Start of TEXT PASSAGE
The Level Up
Meet The Running Coach Advocating For POC Representation On The Trails
“We've done years of listening and learning," says Dora Atim, founder of Ultra Black Running. "Now it's time to put it into play.”
In “The Level Up,” changemakers in the fitness and wellness industries tell us how they’re making an impact in their communities, from pushing for inclusivity to promoting body acceptance and so much more. Here, Dora Atim, Nike coach and founder of Ultra Black Running, talks about the importance of seeing yourself represented in your sport.
When Dora Atim started running at 19, she never expected it to stick. She was only doing it to supplement her boxing training. “I’d go running super late at night because I was embarrassed to be out doing something I had no idea how to do,” says London-based Atim, now 30.
One day, everything clicked. After settling into a routine where she pushed herself a little further each time — running to one traffic light before taking a break, then two — Atim decided to run without stopping. She fired up her usual house music playlist, hit the pavement, and didn’t stop until she completed her first 10-kilometer run. “That opened up so many possibilities,” she says. “I felt like I could do anything, even if it was hard, as long as I broke it up into smaller goals.”
End of TEXT PASSAGE
Start of EXTRACTED MATERIAL
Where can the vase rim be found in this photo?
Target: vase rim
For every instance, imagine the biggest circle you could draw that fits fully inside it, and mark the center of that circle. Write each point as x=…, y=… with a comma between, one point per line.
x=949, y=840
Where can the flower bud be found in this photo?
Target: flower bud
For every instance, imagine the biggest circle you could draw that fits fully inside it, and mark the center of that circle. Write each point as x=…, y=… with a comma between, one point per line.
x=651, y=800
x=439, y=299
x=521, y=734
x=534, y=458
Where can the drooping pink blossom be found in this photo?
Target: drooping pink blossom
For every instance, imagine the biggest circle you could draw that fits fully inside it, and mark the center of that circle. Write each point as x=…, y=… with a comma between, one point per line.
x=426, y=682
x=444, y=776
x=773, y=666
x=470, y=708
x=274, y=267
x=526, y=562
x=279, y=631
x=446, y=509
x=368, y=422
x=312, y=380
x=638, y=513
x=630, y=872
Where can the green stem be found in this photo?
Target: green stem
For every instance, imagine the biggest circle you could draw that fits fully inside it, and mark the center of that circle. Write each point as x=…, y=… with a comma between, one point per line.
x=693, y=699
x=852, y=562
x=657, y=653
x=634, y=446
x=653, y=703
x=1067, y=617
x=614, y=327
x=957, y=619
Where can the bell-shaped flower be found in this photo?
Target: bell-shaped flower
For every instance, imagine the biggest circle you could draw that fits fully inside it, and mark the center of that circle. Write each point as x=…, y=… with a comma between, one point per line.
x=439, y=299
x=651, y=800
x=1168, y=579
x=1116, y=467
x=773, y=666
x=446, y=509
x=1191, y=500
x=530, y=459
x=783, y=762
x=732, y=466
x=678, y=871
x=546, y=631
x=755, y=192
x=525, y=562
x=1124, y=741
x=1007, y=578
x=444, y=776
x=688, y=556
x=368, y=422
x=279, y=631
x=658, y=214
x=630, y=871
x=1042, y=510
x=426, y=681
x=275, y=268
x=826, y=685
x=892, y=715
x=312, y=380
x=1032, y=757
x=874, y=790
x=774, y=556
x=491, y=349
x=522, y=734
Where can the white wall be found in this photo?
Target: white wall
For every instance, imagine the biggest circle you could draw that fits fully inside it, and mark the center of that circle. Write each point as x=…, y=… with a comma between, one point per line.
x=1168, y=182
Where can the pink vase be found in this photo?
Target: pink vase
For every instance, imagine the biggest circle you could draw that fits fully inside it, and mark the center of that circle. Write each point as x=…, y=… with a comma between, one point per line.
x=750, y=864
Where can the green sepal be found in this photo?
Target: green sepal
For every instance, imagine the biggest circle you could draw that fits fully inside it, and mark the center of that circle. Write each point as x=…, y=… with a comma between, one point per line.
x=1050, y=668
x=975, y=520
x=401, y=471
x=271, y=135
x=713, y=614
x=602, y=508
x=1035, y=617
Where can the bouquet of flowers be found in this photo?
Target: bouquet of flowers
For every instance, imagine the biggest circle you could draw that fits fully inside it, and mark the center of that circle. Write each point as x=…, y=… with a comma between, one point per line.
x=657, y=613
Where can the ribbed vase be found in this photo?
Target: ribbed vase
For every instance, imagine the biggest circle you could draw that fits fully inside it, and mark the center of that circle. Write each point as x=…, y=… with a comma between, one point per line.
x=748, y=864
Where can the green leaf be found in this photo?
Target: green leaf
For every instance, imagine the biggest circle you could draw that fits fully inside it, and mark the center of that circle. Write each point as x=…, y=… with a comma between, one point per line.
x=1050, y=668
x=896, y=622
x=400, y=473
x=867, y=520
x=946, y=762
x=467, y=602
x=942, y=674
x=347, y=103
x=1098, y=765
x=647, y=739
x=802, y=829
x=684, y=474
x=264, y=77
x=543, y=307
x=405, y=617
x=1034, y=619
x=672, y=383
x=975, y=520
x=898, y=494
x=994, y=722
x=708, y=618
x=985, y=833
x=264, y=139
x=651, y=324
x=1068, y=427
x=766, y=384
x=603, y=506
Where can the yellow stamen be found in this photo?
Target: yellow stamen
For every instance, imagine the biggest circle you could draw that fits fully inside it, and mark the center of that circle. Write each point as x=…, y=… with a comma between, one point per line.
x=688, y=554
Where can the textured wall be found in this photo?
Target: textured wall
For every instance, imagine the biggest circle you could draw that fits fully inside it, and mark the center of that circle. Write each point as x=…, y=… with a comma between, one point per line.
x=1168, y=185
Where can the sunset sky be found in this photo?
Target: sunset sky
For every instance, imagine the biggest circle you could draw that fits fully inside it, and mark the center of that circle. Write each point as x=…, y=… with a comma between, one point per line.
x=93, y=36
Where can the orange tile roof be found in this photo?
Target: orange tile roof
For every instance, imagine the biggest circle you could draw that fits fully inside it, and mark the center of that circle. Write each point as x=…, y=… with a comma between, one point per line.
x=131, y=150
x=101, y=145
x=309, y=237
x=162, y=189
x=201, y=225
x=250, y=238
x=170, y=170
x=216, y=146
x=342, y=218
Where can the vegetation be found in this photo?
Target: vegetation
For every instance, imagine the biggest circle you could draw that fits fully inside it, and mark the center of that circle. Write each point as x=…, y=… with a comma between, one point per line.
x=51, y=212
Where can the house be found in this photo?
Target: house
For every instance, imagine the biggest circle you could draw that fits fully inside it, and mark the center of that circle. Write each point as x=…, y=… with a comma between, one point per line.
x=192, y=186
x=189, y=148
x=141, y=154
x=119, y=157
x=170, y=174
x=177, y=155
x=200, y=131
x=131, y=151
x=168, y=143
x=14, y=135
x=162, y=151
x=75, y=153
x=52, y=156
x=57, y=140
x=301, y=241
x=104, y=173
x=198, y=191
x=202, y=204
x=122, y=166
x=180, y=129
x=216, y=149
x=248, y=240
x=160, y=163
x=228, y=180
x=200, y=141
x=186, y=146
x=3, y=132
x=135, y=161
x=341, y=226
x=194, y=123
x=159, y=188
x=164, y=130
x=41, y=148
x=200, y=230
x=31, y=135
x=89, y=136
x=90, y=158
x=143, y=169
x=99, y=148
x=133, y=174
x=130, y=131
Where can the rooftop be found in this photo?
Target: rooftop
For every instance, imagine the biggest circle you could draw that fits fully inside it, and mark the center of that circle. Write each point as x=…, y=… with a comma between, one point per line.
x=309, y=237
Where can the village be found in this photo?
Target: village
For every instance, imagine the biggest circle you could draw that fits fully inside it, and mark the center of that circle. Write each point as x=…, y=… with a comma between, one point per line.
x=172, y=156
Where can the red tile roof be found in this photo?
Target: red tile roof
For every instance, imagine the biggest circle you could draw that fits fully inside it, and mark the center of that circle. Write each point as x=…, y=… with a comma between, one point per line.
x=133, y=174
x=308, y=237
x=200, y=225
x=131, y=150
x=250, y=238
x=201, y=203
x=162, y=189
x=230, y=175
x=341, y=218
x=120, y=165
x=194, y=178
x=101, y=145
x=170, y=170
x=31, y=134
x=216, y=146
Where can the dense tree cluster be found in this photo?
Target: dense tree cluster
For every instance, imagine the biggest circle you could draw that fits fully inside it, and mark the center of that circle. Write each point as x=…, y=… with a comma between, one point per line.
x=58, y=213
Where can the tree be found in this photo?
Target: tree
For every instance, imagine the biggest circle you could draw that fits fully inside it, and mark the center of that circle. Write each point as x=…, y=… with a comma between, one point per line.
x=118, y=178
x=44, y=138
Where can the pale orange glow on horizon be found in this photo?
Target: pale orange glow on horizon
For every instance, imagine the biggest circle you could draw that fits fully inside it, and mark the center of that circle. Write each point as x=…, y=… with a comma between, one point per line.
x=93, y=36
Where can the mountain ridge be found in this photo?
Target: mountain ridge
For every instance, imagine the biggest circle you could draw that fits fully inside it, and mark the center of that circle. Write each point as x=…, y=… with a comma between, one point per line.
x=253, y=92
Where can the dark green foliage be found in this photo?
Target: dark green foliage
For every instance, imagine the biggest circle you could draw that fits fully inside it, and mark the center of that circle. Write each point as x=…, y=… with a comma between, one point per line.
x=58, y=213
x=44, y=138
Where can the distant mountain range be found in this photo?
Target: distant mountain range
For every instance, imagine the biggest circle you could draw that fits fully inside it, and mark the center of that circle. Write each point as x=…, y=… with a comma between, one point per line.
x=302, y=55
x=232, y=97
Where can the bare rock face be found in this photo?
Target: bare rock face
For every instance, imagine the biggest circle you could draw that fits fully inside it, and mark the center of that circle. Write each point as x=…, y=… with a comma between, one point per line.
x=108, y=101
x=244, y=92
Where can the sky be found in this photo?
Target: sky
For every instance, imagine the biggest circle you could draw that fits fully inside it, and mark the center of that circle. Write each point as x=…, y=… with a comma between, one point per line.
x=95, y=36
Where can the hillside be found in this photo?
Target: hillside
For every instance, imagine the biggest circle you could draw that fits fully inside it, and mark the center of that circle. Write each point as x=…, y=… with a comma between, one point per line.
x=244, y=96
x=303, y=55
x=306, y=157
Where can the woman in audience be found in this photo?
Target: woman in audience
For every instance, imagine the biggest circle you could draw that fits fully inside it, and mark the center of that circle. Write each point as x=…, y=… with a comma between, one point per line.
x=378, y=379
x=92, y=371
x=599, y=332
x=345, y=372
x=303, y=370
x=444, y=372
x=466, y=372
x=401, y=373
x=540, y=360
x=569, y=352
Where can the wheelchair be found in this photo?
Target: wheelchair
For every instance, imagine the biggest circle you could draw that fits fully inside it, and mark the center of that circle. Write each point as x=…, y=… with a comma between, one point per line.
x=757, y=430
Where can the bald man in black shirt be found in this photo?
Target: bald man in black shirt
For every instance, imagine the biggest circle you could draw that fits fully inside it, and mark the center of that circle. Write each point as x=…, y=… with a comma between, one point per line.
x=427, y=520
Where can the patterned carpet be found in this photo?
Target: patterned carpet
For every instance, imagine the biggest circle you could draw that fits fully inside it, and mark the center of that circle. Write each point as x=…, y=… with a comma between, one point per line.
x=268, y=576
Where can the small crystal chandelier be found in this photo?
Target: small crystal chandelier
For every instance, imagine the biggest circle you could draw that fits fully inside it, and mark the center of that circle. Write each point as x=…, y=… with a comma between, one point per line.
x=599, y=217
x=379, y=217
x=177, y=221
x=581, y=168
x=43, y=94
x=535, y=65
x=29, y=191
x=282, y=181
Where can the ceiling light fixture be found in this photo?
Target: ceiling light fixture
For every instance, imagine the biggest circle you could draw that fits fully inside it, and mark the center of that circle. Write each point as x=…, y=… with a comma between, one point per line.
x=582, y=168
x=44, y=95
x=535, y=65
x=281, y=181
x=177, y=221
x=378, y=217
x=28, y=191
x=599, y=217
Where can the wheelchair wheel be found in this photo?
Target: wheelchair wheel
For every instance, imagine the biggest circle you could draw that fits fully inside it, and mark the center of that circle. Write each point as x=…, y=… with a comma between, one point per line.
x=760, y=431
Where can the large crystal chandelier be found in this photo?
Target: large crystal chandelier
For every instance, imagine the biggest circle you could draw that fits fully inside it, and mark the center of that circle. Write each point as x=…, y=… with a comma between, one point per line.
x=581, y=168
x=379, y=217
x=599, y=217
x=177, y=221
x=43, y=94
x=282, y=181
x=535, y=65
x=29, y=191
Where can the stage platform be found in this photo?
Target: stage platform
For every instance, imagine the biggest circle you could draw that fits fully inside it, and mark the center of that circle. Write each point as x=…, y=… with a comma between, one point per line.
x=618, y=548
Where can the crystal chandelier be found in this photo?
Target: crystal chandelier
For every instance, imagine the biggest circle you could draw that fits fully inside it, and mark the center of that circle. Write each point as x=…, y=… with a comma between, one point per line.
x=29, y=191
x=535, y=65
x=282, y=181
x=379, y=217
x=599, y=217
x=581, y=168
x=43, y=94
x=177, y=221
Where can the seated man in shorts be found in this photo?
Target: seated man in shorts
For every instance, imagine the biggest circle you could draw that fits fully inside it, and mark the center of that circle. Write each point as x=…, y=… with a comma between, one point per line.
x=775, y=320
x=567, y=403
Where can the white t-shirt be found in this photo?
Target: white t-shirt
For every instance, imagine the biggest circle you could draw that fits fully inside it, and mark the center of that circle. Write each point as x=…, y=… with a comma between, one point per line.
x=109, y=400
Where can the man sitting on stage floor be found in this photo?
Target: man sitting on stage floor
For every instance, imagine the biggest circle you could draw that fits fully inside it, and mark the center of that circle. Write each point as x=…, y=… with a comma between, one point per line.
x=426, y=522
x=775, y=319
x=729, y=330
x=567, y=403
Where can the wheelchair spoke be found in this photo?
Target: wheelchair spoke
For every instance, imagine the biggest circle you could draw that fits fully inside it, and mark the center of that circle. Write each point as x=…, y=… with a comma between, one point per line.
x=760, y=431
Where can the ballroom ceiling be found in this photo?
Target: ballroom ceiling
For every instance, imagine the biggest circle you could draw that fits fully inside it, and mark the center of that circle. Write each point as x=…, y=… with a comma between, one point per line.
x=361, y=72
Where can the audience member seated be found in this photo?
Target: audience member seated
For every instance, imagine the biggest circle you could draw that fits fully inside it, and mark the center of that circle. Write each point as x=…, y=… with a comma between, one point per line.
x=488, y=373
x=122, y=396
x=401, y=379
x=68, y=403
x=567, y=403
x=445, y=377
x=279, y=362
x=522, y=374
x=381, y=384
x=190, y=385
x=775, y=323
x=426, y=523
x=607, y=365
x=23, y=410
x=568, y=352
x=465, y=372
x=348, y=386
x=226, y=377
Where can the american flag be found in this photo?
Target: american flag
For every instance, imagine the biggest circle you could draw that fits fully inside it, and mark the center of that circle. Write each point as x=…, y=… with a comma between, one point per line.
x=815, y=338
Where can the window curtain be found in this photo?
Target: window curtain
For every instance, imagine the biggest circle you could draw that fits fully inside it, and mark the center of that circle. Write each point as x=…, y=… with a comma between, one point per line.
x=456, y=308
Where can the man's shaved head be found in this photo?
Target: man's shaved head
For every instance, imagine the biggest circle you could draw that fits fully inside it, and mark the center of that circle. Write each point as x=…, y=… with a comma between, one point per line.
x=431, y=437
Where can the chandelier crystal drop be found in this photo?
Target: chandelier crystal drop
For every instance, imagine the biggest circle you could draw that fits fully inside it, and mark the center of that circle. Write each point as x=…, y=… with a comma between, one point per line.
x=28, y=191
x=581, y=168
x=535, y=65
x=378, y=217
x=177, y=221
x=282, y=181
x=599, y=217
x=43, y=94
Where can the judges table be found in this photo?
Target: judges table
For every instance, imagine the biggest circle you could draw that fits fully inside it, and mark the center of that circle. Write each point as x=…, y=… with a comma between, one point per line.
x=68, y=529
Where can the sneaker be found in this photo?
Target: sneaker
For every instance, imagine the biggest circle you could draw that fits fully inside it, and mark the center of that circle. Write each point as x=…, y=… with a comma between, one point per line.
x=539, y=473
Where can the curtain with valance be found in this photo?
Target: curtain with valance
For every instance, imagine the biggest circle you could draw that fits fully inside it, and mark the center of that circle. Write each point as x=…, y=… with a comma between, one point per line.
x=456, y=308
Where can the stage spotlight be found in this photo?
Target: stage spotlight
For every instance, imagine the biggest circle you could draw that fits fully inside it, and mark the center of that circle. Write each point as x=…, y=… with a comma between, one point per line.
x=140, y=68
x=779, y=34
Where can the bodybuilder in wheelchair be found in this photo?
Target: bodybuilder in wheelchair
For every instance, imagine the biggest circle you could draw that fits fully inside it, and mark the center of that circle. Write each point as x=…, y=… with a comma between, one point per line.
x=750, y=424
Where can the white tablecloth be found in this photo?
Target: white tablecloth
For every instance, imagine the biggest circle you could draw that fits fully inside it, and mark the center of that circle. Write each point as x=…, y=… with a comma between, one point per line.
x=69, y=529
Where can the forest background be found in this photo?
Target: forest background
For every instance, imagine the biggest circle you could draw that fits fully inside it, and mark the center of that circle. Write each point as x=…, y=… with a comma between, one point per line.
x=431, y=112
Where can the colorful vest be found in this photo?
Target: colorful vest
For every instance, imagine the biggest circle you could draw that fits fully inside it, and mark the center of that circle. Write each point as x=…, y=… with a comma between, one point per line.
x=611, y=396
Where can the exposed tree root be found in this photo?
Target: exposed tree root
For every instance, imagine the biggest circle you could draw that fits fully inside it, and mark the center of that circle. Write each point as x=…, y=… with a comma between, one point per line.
End of EXTRACTED MATERIAL
* **TASK SET**:
1. List every proper name of a person, organization, place, or series that appears in the running coach profile.
2. Continue the running coach profile from the point where it stops.

* **OUTPUTS FOR THE TASKS**:
1. The Level Up, Dora Atim, Ultra Black Running, Nike, London

2.
Since then, she’s run countless races, become a mentor to transgender youth in the sport, and earned the title of Nike running coach in 2018. When she moved to the countryside in 2020 at the beginning of the lockdowns, she took up trail running and quickly noticed non-Black people questioning her presence. That’s when Atim founded Ultra Black Running, a community for Black women and non-binary runners.
What started as a trail run with a group of friends swiftly morphed into in-person and online community thousands of followers strong where folks can go on group trail runs, participate in races, talk about running and beyond, and forge community in a historically white, male-dominated sport.
Here, Atim tells Bustle about her mission to help Black women and queer people find belonging — and joy — in the sport.
Tell me more about why a community like Ultra Black Running is so badly needed.
In 2020, trail running was making me feel amazing. It was the only way I could process that time. But when I was out on the trails, people would stop and ask me what I was doing. It was bizarre — clearly, I was running, but it made me feel like I didn’t belong. I became really anxious and depressed and decided not to run for a while.
After my friends asked me why I’d stopped running, I went out for a sunrise run while listening to an old house music playlist. I ended up breaking down while running through the forest — bawling, ugly crying — but it was a feeling of relief. It was also a feeling of sadness about what was going to happen next [during the pandemic] and about where we stand in this world. I was just letting it all out.
When I got back from the run, I realized I want everyone else to feel like this — specifically people who look like me and can relate to me. I texted the group chat and said, ‘Girlies, we’re going on a trail run.’ And that’s how I birthed Ultra Black Running.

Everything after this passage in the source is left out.